◆ Aim of the task ◆
Show every line of the material below that contains the string "path".

◆ Provided entries ◆

>>>

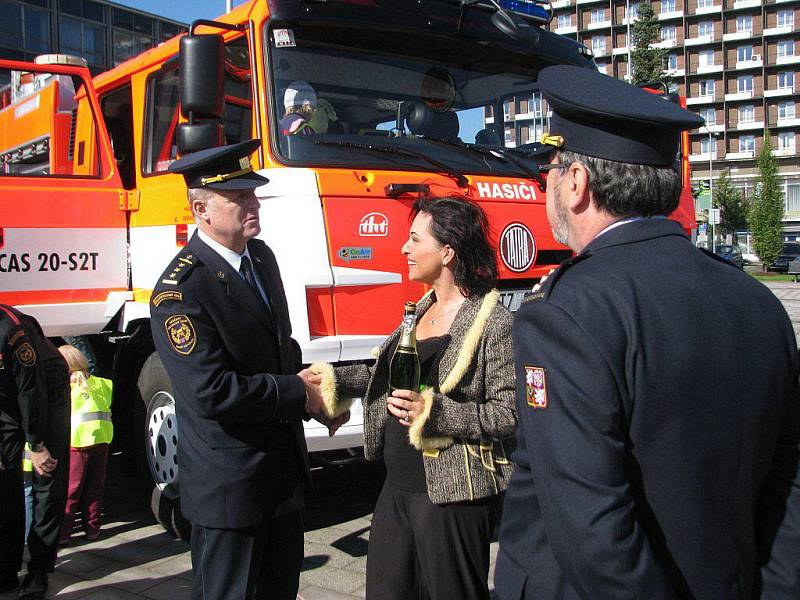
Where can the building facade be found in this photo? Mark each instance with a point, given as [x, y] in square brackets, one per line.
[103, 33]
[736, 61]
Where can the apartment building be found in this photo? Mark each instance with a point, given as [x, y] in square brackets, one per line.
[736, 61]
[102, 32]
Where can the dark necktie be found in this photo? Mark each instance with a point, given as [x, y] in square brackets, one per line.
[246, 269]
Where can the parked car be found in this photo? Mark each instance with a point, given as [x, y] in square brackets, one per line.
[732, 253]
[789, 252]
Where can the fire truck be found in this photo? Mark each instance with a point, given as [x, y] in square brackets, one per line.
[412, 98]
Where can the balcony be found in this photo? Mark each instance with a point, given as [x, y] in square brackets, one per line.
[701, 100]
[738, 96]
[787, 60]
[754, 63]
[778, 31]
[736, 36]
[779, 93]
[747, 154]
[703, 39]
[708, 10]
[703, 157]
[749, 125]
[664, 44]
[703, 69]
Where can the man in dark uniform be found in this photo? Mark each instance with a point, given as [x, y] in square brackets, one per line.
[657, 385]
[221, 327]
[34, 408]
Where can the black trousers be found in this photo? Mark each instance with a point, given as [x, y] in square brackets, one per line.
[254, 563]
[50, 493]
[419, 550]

<<<
>>>

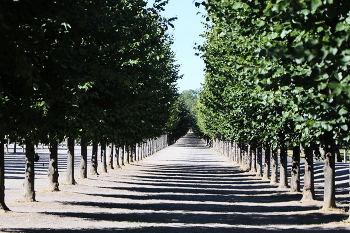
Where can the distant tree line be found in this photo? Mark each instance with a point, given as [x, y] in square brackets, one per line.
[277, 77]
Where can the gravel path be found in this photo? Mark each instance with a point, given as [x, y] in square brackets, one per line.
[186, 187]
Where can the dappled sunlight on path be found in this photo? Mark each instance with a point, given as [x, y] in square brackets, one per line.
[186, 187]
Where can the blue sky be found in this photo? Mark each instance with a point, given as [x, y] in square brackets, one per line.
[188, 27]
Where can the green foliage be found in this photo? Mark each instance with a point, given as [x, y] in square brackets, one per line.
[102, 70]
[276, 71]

<<<

◆ Solution to this task ◆
Where can the gravel path be found in this photo? Mark each instance with a point, given as [x, y] in square brackets, one per line.
Where can the dappled sunlight on path be found in this photo? Mark each instance with a point, given as [x, y] in square brackets, one per line.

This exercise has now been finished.